++++ TEXTE DE LA PAGE ++++

L’étendue du gage général des créanciers en présence d’une clause d’attribution intégrale de la communauté

Publié le 05/04/2019

L’attribution intégrale de la communauté à l’époux survivant, et l’obligation subséquente d’en acquitter toutes les dettes, n’a pas pour effet de soustraire, de l’assiette du gage général des créanciers, les biens propres du défunt lorsque ce dernier s’est personnellement engagé.

Cass. 1re civ., 3 oct. 2018, no 17-21231

Les créanciers d’une dette d’emprunt commune peuvent-ils saisir les biens propres du défunt alors même que l’époux est attributaire de la totalité de la communauté ? Sans surprise, la Cour de cassation a répondu de manière positive.

++++ JEU DE DONNÉES ++++

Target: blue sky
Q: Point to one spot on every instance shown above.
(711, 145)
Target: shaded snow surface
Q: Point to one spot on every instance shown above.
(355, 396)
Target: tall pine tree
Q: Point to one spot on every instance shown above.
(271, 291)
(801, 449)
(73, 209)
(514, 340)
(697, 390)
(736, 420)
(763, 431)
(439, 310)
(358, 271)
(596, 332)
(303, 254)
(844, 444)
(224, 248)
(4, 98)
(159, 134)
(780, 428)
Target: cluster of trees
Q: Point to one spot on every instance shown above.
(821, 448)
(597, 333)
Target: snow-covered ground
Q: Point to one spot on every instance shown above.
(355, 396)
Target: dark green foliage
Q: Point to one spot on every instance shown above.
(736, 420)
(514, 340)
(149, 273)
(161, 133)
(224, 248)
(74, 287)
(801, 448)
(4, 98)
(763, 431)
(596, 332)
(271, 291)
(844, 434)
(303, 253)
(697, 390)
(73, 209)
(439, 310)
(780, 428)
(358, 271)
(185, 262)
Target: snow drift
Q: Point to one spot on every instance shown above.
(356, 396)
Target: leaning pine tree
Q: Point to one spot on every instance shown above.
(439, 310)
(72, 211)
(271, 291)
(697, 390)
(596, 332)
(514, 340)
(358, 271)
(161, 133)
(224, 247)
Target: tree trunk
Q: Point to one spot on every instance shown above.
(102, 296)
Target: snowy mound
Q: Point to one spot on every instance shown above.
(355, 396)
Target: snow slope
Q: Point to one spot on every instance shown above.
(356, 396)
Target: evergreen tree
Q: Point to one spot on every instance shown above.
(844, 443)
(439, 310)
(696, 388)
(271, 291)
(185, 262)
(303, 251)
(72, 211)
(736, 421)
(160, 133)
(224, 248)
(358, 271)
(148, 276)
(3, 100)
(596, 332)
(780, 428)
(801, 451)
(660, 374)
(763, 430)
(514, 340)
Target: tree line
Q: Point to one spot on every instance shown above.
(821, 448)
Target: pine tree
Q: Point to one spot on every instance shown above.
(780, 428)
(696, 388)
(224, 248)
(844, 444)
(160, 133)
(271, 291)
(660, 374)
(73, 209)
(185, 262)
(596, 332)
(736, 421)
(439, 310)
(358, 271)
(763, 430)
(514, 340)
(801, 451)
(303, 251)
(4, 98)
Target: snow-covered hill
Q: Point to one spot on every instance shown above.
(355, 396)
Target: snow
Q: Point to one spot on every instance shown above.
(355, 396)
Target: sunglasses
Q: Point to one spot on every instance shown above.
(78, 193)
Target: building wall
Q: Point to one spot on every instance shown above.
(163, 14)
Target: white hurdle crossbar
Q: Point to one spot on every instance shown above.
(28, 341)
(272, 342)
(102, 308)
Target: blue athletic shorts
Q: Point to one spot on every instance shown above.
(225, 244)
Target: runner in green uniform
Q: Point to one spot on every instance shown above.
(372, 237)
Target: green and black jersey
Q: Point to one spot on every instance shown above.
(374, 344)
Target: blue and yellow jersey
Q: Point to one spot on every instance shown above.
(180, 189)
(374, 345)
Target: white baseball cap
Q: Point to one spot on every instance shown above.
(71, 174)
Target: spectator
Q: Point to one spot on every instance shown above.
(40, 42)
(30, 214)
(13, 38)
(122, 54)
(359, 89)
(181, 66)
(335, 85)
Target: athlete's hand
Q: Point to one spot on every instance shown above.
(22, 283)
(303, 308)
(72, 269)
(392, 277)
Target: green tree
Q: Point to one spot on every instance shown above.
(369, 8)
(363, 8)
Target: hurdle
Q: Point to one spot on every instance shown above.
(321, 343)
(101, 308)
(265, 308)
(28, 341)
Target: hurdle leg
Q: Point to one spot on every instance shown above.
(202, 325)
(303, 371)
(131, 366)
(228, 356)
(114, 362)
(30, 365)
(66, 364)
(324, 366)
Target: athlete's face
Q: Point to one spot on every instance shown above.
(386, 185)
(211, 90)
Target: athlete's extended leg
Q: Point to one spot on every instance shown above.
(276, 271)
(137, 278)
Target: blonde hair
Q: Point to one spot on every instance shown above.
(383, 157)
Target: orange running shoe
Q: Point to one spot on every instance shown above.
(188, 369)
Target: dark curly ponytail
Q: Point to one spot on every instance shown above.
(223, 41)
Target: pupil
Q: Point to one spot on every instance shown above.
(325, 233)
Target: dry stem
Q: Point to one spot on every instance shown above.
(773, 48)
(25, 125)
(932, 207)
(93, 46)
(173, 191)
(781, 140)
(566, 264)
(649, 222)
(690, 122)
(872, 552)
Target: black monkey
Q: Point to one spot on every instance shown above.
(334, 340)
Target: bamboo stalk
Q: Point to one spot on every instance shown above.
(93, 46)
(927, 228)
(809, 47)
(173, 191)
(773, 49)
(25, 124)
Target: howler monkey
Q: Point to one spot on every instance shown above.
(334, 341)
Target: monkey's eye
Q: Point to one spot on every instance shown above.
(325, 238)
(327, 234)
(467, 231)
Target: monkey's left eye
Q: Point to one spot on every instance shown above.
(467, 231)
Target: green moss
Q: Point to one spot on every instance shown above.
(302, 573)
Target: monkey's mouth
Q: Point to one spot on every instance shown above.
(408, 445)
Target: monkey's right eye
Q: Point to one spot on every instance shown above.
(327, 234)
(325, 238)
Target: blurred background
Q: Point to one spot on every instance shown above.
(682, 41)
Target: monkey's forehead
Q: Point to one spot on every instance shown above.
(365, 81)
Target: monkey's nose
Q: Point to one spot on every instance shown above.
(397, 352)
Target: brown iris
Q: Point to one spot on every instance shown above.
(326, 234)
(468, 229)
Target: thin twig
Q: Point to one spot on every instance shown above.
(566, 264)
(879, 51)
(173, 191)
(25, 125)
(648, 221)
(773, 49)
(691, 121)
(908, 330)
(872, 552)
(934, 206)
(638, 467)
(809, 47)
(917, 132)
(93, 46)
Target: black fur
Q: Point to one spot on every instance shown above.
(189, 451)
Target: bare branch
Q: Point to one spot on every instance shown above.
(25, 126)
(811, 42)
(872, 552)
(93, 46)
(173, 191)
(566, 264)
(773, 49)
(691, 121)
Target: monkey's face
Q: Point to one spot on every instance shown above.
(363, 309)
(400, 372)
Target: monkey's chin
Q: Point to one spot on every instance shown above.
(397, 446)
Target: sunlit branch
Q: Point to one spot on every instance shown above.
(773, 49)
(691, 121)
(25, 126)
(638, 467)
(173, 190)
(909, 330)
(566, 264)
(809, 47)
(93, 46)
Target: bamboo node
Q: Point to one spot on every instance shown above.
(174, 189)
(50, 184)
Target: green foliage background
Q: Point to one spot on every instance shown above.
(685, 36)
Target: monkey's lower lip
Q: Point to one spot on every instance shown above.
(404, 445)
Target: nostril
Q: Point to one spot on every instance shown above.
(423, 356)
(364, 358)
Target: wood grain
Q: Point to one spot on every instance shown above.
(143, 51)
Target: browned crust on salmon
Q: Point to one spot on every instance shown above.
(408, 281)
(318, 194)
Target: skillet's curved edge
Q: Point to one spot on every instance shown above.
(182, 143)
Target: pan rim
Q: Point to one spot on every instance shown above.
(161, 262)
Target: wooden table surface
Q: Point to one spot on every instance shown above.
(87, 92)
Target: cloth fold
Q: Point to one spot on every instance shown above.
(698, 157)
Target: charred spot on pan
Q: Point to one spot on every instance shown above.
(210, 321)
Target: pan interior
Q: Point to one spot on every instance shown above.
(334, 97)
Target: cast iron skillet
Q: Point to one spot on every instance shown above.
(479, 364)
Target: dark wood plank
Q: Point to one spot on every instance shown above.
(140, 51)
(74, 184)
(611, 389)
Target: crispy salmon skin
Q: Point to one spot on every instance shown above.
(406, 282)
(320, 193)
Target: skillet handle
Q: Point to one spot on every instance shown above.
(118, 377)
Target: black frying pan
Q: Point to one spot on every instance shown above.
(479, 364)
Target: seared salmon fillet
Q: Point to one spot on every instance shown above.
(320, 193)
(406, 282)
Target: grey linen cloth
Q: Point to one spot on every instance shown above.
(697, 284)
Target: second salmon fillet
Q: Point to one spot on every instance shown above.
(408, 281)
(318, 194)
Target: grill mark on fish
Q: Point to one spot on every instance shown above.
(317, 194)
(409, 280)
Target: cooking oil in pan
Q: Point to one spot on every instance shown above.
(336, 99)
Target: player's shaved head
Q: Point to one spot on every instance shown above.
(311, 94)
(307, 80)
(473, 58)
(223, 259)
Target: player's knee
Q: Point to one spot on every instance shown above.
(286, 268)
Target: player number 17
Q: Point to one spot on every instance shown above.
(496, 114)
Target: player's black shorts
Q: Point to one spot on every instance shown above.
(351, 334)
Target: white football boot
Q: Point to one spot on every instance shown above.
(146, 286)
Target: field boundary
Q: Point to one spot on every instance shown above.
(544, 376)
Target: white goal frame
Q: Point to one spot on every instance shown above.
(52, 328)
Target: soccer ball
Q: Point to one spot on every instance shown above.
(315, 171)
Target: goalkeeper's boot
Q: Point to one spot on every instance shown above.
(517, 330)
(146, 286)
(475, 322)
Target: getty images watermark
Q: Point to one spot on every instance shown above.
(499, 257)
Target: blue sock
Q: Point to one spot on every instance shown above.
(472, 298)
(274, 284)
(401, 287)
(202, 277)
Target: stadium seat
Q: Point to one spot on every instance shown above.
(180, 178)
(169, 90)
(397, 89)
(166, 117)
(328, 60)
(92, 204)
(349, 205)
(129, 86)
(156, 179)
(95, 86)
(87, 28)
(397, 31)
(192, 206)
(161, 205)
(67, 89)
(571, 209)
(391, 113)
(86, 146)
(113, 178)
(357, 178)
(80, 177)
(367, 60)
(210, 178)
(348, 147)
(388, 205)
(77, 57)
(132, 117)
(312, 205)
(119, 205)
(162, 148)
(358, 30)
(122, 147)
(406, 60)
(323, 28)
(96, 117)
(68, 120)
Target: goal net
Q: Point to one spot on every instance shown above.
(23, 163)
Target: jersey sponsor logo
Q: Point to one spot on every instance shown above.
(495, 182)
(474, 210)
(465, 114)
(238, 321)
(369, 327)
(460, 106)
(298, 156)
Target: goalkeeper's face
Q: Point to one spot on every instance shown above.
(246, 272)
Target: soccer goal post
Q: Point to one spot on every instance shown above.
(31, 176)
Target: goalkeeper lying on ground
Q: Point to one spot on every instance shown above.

++++

- _EXERCICE DONNÉ_
Dans le texte de la page sur le gage des créanciers, relevez toutes les personnes et institutions mentionnées.

- _RÉSULTAT DE L'EXERCICE_
- Les créanciers
- L'époux survivant
- Le défunt
- La Cour de cassation